● STATED EXERCISE:
Identify every line in the entries below that contains the word "door" and copy each of those lines out in full.

[Source data]
..........
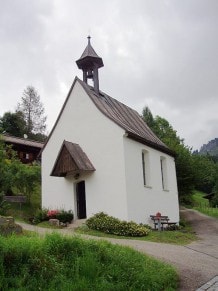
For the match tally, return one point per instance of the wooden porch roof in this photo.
(71, 160)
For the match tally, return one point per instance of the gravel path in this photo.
(196, 263)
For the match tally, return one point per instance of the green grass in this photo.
(202, 205)
(65, 263)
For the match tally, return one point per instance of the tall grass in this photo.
(202, 205)
(66, 263)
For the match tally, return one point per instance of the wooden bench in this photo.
(16, 199)
(160, 221)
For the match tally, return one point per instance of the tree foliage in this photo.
(33, 111)
(13, 123)
(193, 171)
(15, 176)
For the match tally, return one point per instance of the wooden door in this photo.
(81, 200)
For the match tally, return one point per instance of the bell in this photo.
(90, 74)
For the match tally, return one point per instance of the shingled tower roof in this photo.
(89, 63)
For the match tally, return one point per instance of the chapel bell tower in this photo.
(89, 63)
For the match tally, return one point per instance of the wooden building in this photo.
(27, 150)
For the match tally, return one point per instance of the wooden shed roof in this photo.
(71, 160)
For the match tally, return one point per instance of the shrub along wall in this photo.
(112, 225)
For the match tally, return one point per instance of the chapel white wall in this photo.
(102, 140)
(143, 201)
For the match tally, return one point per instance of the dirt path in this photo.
(196, 263)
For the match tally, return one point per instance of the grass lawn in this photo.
(179, 237)
(70, 263)
(202, 205)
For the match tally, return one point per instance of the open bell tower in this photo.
(89, 63)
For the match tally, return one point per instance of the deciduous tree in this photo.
(33, 111)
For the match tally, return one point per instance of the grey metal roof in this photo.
(22, 141)
(125, 117)
(122, 115)
(71, 159)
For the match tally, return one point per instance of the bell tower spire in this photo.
(89, 63)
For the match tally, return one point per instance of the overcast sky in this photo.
(162, 54)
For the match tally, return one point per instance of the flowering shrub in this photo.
(112, 225)
(46, 214)
(52, 213)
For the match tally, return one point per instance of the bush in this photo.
(40, 215)
(112, 225)
(46, 214)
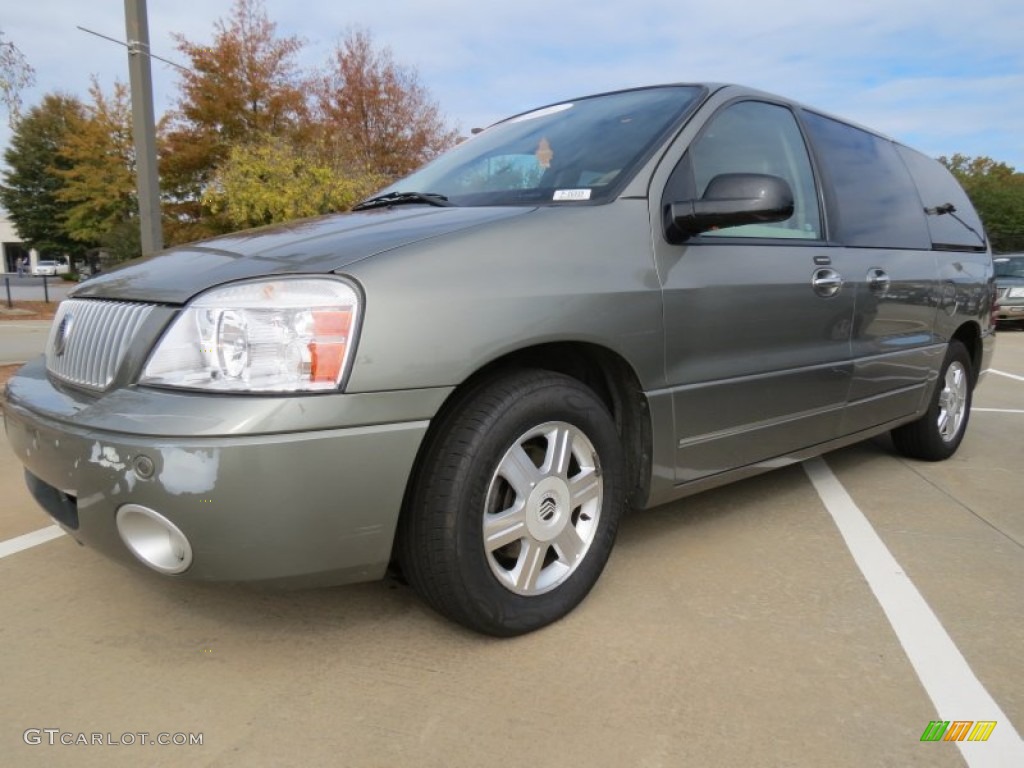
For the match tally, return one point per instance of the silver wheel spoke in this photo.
(530, 512)
(559, 452)
(530, 562)
(569, 545)
(584, 487)
(520, 472)
(505, 527)
(952, 402)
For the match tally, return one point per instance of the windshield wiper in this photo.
(397, 199)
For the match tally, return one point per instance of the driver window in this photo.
(758, 137)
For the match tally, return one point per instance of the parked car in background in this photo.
(610, 302)
(1010, 288)
(50, 266)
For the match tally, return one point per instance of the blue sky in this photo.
(943, 76)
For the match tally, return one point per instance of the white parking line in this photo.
(12, 546)
(947, 678)
(1004, 373)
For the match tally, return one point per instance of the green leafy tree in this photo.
(99, 179)
(243, 86)
(15, 75)
(375, 113)
(271, 180)
(32, 183)
(996, 190)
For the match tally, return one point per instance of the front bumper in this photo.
(1010, 311)
(303, 504)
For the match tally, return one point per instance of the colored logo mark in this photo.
(958, 730)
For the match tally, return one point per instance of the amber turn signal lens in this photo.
(327, 351)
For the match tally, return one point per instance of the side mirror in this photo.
(731, 200)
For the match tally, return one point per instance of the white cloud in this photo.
(942, 75)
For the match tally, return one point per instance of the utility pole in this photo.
(143, 126)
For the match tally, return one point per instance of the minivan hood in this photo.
(306, 247)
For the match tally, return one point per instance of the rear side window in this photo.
(877, 201)
(956, 229)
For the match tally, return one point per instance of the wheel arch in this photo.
(970, 336)
(607, 374)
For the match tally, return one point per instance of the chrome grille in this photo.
(89, 340)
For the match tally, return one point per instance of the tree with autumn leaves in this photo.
(252, 139)
(255, 140)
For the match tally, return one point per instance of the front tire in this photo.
(515, 507)
(938, 433)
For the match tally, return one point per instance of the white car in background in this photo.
(49, 266)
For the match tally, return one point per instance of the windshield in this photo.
(1009, 266)
(577, 152)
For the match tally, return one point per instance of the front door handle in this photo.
(878, 281)
(826, 283)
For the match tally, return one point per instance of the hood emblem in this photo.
(64, 333)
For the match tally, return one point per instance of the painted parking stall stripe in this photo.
(947, 678)
(20, 543)
(1004, 373)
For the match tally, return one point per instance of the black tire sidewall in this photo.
(528, 400)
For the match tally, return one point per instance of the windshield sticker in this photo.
(544, 154)
(541, 113)
(569, 195)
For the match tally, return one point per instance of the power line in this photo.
(136, 47)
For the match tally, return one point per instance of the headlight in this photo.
(268, 336)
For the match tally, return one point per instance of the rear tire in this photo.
(938, 433)
(515, 507)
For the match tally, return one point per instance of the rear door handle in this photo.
(826, 283)
(878, 281)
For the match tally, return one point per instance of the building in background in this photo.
(11, 247)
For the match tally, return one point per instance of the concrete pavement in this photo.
(730, 629)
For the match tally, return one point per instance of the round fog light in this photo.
(154, 540)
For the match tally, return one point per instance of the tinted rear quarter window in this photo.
(938, 187)
(877, 202)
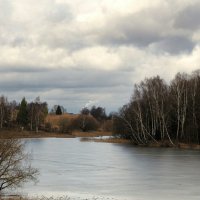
..........
● COMPLETE OUTPUT:
For the match tally, return one point per instance of the wooden door in this photo.
For the match tally, return one point per instance of the front door handle in this photo.
For the match tally, return one point per instance of the rear door handle in this photo.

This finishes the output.